## AIM
Change every "pin" to "marker" throughout the data below and leave all other text as it is. Leave the pictures out of your answer.

#### RECORDS FOR PROCESSING ####

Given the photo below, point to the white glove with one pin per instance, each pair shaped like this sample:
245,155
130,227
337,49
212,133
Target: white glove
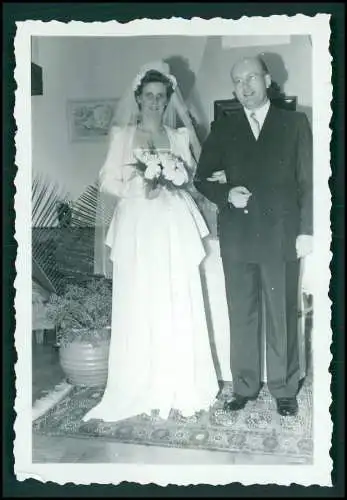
218,177
239,196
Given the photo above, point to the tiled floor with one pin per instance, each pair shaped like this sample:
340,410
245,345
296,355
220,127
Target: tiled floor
47,373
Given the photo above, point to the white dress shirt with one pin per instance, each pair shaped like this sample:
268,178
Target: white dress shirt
260,114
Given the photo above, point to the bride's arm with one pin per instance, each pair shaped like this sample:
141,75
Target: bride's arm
115,177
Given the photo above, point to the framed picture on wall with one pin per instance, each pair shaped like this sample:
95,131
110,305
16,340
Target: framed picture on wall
90,119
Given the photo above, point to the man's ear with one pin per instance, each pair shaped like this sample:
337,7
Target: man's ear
267,80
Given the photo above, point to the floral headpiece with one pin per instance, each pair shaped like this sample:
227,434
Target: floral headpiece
156,66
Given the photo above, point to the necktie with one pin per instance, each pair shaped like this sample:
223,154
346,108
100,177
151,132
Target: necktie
256,127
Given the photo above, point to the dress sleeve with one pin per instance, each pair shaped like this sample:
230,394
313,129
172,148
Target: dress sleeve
116,177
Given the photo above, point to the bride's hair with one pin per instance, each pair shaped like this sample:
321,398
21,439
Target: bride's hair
154,76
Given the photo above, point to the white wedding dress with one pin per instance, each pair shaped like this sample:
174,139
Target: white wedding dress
160,356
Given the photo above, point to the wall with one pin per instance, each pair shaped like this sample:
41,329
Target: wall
75,68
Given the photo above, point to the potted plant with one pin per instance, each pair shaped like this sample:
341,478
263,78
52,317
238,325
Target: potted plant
82,316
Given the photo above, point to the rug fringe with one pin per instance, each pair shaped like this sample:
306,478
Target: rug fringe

####

## COMPLETE OUTPUT
Given the photo below, point to the white glove with one marker per instance, each pair shaped like this sample:
245,155
130,227
337,49
212,133
Target: white glove
218,177
239,196
Given the photo above, point to the tiled floor with one marker per instance, each pair shaped like this sample:
340,410
245,345
296,355
220,127
Target: tiled floor
47,373
Given the photo above, point to the white dress shirt with one marker per instance, each pair shaped like this sample:
268,178
Target: white dress shirt
260,114
Given the photo above, point to the bride's arm with one marker per instance, each pair shaped like this sample:
141,75
Target: bride's arm
115,177
Given the photo above, point to the framed picture on wall with one marker per instance, each pair shaped like this sample:
95,131
110,305
16,340
Target: framed picture on wall
90,119
Given the photo above, point to the man's ear with one marker per instance, each pair shaped like this sample:
337,7
Target: man's ear
267,80
Given the photo above, point to the floral headpiece with one marker per instance, each pair shaped like this sample:
227,434
Target: floral headpiece
156,66
Given the photo above, point to the necktie with one marker per instance, each pair shaped like this sample:
223,154
346,108
100,177
151,132
Target: necktie
256,127
Given the photo above, point to the dress sleeve with one marker per instance, each pair shaped like this sample:
230,394
313,129
172,148
Target: dress sleeve
116,177
Given the photo above, point to the bride's hair with one marker per instance, each pair shaped like this sample:
321,398
21,439
Target: bride's hair
154,76
Given the photo above, point to the white wedding dress with one marker per instance, each pair shaped like this sample:
174,139
Target: white wedding dress
160,356
Given the photo above, point to the wall with one marker per instance, each pair shaped like this sample:
41,329
Target: wall
75,68
Given the photo above, point to the potted plant with one marker per instance, each pair shaped like this sample:
341,478
263,78
52,317
238,325
Target: potted plant
82,316
Given the photo above, point to the rug fringe with one marker per instance, each pair shaped like this sample:
306,478
Target: rug fringe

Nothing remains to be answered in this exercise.